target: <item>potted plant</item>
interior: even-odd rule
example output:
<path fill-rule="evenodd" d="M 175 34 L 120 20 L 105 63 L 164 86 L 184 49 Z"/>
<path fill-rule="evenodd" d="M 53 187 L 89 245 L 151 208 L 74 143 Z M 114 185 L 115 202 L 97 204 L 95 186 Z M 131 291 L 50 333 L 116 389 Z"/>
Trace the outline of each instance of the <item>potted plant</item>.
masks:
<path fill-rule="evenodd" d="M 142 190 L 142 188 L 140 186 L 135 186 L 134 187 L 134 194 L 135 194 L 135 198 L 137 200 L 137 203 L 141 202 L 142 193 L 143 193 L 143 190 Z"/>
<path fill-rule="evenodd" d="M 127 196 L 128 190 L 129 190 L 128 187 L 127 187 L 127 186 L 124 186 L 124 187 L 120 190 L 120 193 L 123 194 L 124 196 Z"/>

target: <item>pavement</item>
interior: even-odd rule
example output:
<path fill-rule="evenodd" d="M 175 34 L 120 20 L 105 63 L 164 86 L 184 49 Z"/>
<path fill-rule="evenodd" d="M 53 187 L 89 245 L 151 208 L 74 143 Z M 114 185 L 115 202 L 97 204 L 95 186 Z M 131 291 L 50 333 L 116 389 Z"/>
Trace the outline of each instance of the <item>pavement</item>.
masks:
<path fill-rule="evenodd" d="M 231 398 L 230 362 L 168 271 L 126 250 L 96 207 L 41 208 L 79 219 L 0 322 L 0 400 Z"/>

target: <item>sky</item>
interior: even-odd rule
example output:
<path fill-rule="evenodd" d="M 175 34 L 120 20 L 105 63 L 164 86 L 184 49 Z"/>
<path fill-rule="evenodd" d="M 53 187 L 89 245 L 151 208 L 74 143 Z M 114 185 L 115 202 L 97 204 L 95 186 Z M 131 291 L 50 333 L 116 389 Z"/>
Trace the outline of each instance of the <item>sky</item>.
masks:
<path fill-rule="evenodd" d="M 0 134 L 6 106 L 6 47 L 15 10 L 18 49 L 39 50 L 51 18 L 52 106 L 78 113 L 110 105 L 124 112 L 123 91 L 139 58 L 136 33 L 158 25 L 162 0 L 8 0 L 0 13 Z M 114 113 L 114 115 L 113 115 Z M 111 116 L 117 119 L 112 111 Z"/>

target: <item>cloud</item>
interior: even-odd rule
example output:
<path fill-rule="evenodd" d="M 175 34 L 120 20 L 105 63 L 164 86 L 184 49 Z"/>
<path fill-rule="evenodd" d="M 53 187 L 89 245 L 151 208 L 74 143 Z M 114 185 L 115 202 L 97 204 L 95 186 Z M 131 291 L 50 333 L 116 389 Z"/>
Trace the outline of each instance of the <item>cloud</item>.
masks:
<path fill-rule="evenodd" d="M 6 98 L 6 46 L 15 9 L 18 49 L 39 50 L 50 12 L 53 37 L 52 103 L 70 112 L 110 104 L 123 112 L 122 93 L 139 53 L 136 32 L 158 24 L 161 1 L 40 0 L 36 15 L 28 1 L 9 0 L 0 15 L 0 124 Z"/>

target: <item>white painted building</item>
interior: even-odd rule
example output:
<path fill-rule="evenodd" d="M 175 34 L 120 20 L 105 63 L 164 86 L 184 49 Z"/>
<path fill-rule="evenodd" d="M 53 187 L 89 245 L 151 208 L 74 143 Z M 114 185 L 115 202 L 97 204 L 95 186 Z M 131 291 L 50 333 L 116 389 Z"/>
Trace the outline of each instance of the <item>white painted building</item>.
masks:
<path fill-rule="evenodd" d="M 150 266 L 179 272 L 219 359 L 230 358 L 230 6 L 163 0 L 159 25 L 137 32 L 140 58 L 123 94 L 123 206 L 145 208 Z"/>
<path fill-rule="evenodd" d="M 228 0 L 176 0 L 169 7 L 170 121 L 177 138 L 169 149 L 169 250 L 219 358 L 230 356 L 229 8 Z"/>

_To be done_.
Render each line of the records above as a Markdown table with the columns Row and Line. Number the rows in order and omit the blank lines.

_Exercise result_.
| Row | Line |
|---|---|
| 1 | target: <item>potted plant</item> |
| 2 | interior: even-odd rule |
| 3 | example output: |
| 4 | <path fill-rule="evenodd" d="M 175 34 L 120 20 L 105 63 L 164 86 L 184 49 Z"/> |
| 5 | <path fill-rule="evenodd" d="M 53 187 L 89 245 L 151 208 L 74 143 Z M 114 185 L 115 202 L 97 204 L 95 186 Z M 131 291 L 50 333 L 116 389 Z"/> |
| 6 | Trace the outline of each instance of the <item>potted plant</item>. |
| 7 | masks: |
| 8 | <path fill-rule="evenodd" d="M 142 190 L 142 188 L 140 186 L 135 186 L 134 187 L 134 194 L 135 194 L 135 198 L 137 200 L 137 203 L 141 202 L 142 193 L 143 193 L 143 190 Z"/> |
| 9 | <path fill-rule="evenodd" d="M 127 196 L 128 190 L 129 190 L 128 187 L 127 187 L 127 186 L 124 186 L 124 187 L 120 190 L 120 193 L 123 194 L 124 196 Z"/> |
| 10 | target: <item>pavement</item> |
| 11 | interior: even-odd rule |
| 12 | example output: |
| 13 | <path fill-rule="evenodd" d="M 175 34 L 120 20 L 105 63 L 164 86 L 184 49 Z"/> |
| 14 | <path fill-rule="evenodd" d="M 53 187 L 89 245 L 151 208 L 74 143 Z M 114 185 L 115 202 L 97 204 L 95 186 Z M 131 291 L 50 333 L 116 389 Z"/> |
| 15 | Trace the outline of each instance of the <item>pavement</item>. |
| 16 | masks: |
| 17 | <path fill-rule="evenodd" d="M 231 398 L 230 362 L 168 271 L 126 250 L 96 207 L 41 208 L 79 219 L 0 322 L 0 400 Z"/> |
| 18 | target: <item>sky</item> |
| 19 | interior: even-odd rule |
| 20 | example output: |
| 21 | <path fill-rule="evenodd" d="M 175 34 L 120 20 L 105 63 L 164 86 L 184 49 Z"/> |
| 22 | <path fill-rule="evenodd" d="M 53 187 L 89 245 L 151 208 L 74 143 Z M 114 185 L 115 202 L 97 204 L 95 186 Z M 131 291 L 50 333 L 116 389 Z"/> |
| 23 | Trace the outline of each instance of the <item>sky</item>. |
| 24 | masks: |
| 25 | <path fill-rule="evenodd" d="M 0 134 L 6 106 L 6 47 L 15 10 L 18 49 L 39 50 L 51 18 L 52 106 L 78 113 L 110 105 L 124 112 L 123 91 L 139 58 L 136 33 L 158 25 L 162 0 L 8 0 L 0 13 Z M 114 113 L 114 115 L 113 115 Z M 111 116 L 117 119 L 112 111 Z"/> |
| 26 | target: <item>cloud</item> |
| 27 | interior: even-odd rule |
| 28 | example output: |
| 29 | <path fill-rule="evenodd" d="M 175 34 L 120 20 L 105 63 L 164 86 L 184 49 Z"/> |
| 30 | <path fill-rule="evenodd" d="M 53 187 L 89 245 L 151 208 L 74 143 Z M 114 185 L 115 202 L 97 204 L 95 186 Z M 131 291 L 50 333 L 116 389 Z"/> |
| 31 | Trace the outline of each instance of the <item>cloud</item>. |
| 32 | masks: |
| 33 | <path fill-rule="evenodd" d="M 6 98 L 6 46 L 15 9 L 18 49 L 39 50 L 50 12 L 53 37 L 52 103 L 70 112 L 110 104 L 123 112 L 122 93 L 139 53 L 136 32 L 158 24 L 161 1 L 40 0 L 36 15 L 28 1 L 9 0 L 0 15 L 0 124 Z"/> |
| 34 | target: <item>white painted building</item> |
| 35 | interior: even-odd rule |
| 36 | example output: |
| 37 | <path fill-rule="evenodd" d="M 175 34 L 120 20 L 105 63 L 164 86 L 184 49 Z"/> |
| 38 | <path fill-rule="evenodd" d="M 53 187 L 89 245 L 151 208 L 74 143 Z M 114 185 L 115 202 L 97 204 L 95 186 Z M 131 291 L 50 333 L 116 389 Z"/> |
| 39 | Trace the outline of each instance of the <item>white painted building</item>. |
| 40 | masks: |
| 41 | <path fill-rule="evenodd" d="M 150 266 L 179 272 L 219 359 L 230 358 L 230 6 L 163 0 L 159 25 L 137 32 L 140 58 L 123 94 L 123 206 L 145 208 Z"/> |
| 42 | <path fill-rule="evenodd" d="M 228 0 L 176 0 L 169 7 L 170 121 L 177 138 L 169 149 L 169 250 L 219 358 L 230 356 L 229 8 Z"/> |